■ Working data ■

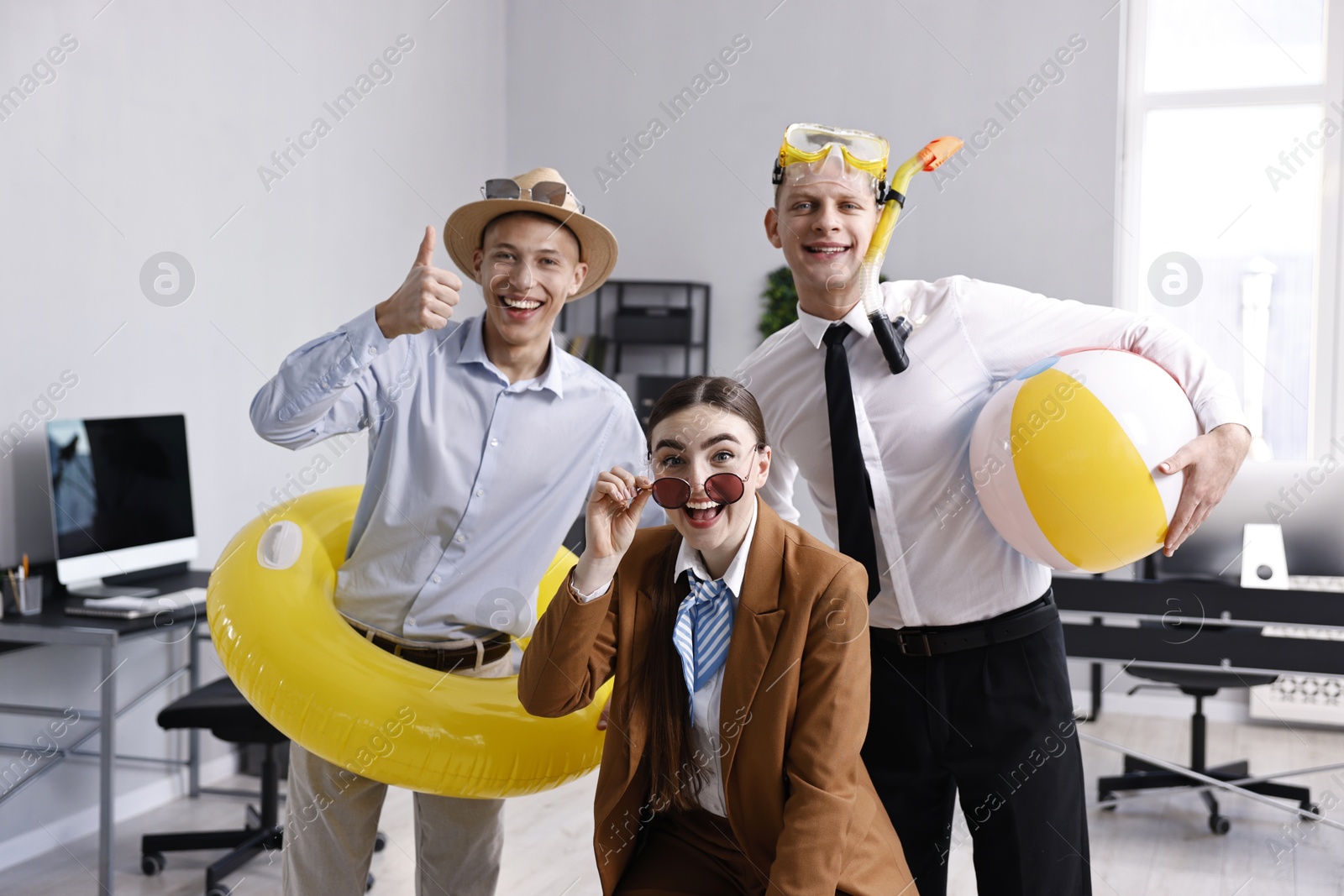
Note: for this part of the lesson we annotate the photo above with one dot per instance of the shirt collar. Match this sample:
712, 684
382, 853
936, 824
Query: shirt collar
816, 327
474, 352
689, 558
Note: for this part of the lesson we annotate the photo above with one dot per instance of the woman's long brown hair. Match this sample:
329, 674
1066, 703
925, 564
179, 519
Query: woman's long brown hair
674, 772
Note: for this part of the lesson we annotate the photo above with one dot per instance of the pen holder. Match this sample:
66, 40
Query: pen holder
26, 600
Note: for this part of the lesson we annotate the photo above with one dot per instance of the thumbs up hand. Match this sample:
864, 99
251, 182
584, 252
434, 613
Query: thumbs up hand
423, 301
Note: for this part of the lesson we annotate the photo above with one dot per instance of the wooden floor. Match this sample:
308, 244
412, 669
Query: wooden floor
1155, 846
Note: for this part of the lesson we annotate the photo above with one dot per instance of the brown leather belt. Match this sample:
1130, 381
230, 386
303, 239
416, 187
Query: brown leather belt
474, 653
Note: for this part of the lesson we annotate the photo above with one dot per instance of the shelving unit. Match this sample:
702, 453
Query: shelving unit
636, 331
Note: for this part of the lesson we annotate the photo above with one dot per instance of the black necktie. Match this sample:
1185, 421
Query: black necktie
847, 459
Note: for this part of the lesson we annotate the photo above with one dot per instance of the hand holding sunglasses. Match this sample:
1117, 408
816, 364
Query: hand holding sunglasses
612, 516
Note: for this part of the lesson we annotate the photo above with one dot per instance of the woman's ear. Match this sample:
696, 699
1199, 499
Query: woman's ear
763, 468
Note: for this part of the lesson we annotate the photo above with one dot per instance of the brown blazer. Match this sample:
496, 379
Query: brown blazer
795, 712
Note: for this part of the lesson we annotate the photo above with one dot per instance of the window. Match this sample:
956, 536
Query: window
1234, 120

■ Task goal ■
All of the lines above should be retyped precisely, apart from the pictures.

■ Response to this task ■
Note: for this part of the lesson we annotate the photo above with one dot per instance of the shirt collar. Match this sample:
712, 684
382, 853
936, 824
Query: shirt collar
816, 327
474, 352
689, 558
Note: for this part of the lesson we annotate the photo above with one dot per instance of the woman's long brown hair. Match this sample:
329, 674
1066, 703
925, 564
179, 519
Query: woman's long brown hair
674, 772
Note: for this part of the lesson we annotate the photo above with one dot per instance of the pen holder. Match this sample:
66, 40
Query: pen holder
26, 600
Note: for this part of the lesson we annotate the photo above with one dot per instance of the thumbs up hand. Match this sample:
864, 99
251, 182
584, 252
434, 613
Query: thumbs up hand
423, 301
Note: for this part of the lesson we annotate the photo above with one dot per instance of the wooden floor. Match this sample:
308, 244
412, 669
Query: wooden floor
1155, 846
Note: for this part of the lesson we annotate the photo above with one dot per instance of the brown leather belt. Match this sample:
1130, 381
230, 386
303, 239
416, 187
Query: brown leather belt
474, 653
Note: for this part of the lesson we annotate the photo above with one dot per instance of the shelving unit. Match this sample:
702, 453
Query: shelving unit
636, 331
Note: for this part of the lesson we annotate the photo above with one dot per instance of the black necktie. Match this sample:
1185, 421
Query: black necktie
847, 459
Note: for this part of the lesson we annotate the photo above with one dot per instance of the hand holding sunglasses. Match this sample:
1117, 408
816, 364
Query: hand holding sunglasses
612, 516
Note: for this part of the lesson we annotate the photo above with one dot per instance of the woman's ear. Match this sample:
696, 699
1199, 499
Query: woman's ear
763, 468
Note: for this part of the lesson we annotate the photo above with one dot per instance of the brown blazer. Match this sample:
496, 379
Query: brown blazer
795, 712
Note: for this part of the lesson we annotate the photo above with one dot per instance of the window. Match this sample:
956, 536
Query: window
1234, 120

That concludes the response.